:: Text block ::

This year healthcare services across the world have been found out as particularly vulnerable to the increasing number of cyber attacks. This was most publicly demonstrated during the WannaCry ransomware attack, which crippled the UK’s NHS in May this year.
The global Wannacry ransomware attack highlighted one of the key cyber security risks to government services: loss of access to data. This attack didn’t target only the NHS, but the NHS was particularly affected by it, causing extensive disruption to patients and healthcare for a week.
>See also: NHS ‘will be hit by more cyber attacks’
Unfortunately, this NHS breach was not a one off. A Freedom of Information request in 2016 found that 47% of NHS Trusts in England had already been hit with ransomware attacks. The sheer scale of the infection is unprecedented. In light of this, the question asked at the UK Health Show in Olympia last week was: can digital healthcare be secured?
First, it should be understood why hackers are so fond of attacking the NHS. It is a huge organisation, with 1.1 million email accounts, making it an easy target. Data is valuable and the NHS has a lot of it. Not only this, but healthcare data is 64% more expensive on the Dark Web than financial information.
In a range of talks throughout the day, Information Age investigated what can be done, if anything, to mitigate the risks posed to the most vital public body for UK citizens.

:::
:: Material provided ::

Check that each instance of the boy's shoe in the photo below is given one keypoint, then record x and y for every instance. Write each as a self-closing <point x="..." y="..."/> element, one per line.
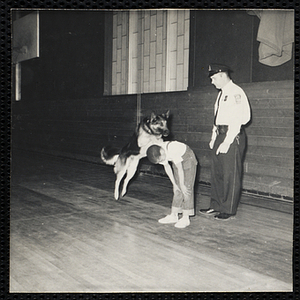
<point x="168" y="219"/>
<point x="224" y="217"/>
<point x="182" y="223"/>
<point x="208" y="211"/>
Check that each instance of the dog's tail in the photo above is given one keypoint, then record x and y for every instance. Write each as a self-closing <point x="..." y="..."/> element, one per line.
<point x="110" y="155"/>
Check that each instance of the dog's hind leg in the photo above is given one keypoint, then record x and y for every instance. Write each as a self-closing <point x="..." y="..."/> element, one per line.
<point x="120" y="171"/>
<point x="119" y="177"/>
<point x="133" y="162"/>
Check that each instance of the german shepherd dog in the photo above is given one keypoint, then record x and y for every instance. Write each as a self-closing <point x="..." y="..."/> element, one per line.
<point x="125" y="161"/>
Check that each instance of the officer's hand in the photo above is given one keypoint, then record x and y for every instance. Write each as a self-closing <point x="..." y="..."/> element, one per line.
<point x="223" y="148"/>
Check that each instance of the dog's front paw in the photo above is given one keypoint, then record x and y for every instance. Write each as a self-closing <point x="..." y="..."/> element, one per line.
<point x="116" y="195"/>
<point x="123" y="193"/>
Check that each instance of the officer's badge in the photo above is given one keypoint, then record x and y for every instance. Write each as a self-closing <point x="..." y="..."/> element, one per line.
<point x="238" y="99"/>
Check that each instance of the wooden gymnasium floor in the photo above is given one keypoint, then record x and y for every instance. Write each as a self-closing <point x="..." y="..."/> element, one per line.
<point x="68" y="234"/>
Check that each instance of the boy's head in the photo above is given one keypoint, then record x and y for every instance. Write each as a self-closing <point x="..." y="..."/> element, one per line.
<point x="156" y="154"/>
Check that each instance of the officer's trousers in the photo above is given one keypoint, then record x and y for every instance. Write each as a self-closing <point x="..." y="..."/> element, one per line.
<point x="226" y="174"/>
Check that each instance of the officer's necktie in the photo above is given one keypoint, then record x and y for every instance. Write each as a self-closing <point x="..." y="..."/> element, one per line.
<point x="220" y="95"/>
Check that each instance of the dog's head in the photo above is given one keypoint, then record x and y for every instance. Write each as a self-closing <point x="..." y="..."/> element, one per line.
<point x="158" y="124"/>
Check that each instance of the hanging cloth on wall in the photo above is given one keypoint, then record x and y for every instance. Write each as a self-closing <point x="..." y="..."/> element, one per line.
<point x="276" y="36"/>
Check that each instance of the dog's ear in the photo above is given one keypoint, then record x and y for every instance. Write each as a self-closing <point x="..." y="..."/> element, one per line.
<point x="167" y="114"/>
<point x="153" y="116"/>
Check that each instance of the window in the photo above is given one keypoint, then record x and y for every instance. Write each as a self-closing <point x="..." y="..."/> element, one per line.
<point x="149" y="51"/>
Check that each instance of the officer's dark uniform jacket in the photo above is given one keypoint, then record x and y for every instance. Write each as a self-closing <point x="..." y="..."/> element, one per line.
<point x="231" y="109"/>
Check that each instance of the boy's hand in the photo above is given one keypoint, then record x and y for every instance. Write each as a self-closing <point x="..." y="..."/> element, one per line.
<point x="223" y="148"/>
<point x="175" y="188"/>
<point x="211" y="144"/>
<point x="185" y="190"/>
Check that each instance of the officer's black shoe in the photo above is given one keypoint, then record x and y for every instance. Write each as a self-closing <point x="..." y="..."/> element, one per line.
<point x="224" y="217"/>
<point x="208" y="211"/>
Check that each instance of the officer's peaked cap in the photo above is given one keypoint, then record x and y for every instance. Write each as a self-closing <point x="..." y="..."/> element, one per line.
<point x="217" y="68"/>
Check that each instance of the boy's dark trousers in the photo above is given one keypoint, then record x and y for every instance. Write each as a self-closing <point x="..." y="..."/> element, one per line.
<point x="226" y="174"/>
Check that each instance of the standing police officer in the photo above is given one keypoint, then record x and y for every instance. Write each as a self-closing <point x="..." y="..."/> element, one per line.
<point x="228" y="142"/>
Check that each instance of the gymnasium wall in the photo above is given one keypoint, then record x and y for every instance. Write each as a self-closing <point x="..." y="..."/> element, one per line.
<point x="269" y="163"/>
<point x="79" y="129"/>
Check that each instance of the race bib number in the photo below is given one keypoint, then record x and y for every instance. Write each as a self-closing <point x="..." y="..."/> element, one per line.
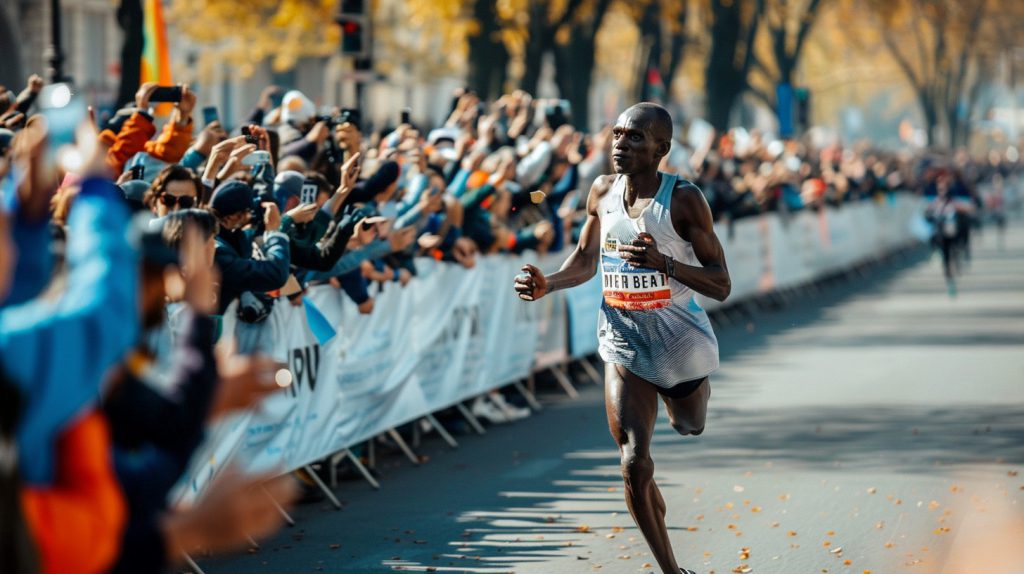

:::

**Assignment A:**
According to the NHS cyber security article, what share of NHS Trusts in England had already been hit with ransomware attacks, as found by a Freedom of Information request in 2016?
**Assignment B:**
Sum up the NHS cyber security article in two sentences.
**Assignment C:**
List every reason the NHS cyber security article gives for why hackers are so fond of attacking the NHS.

**Response box A:**
47% of NHS Trusts in England.

**Response box B:**
Healthcare services worldwide have proven vulnerable to cyber attacks this year, most publicly when the WannaCry ransomware attack crippled the UK's NHS in May and disrupted patients and healthcare for a week. Because such breaches are not a one-off and hackers favor the NHS for its size and valuable data, the UK Health Show asked whether digital healthcare can be secured, and Information Age looked into ways to reduce the risks.

**Response box C:**
- It is a huge organization with 1.1 million email accounts, which makes it an easy target.
- Data is valuable, and the NHS has a lot of it.
- Healthcare data is 64% more expensive on the Dark Web than financial information.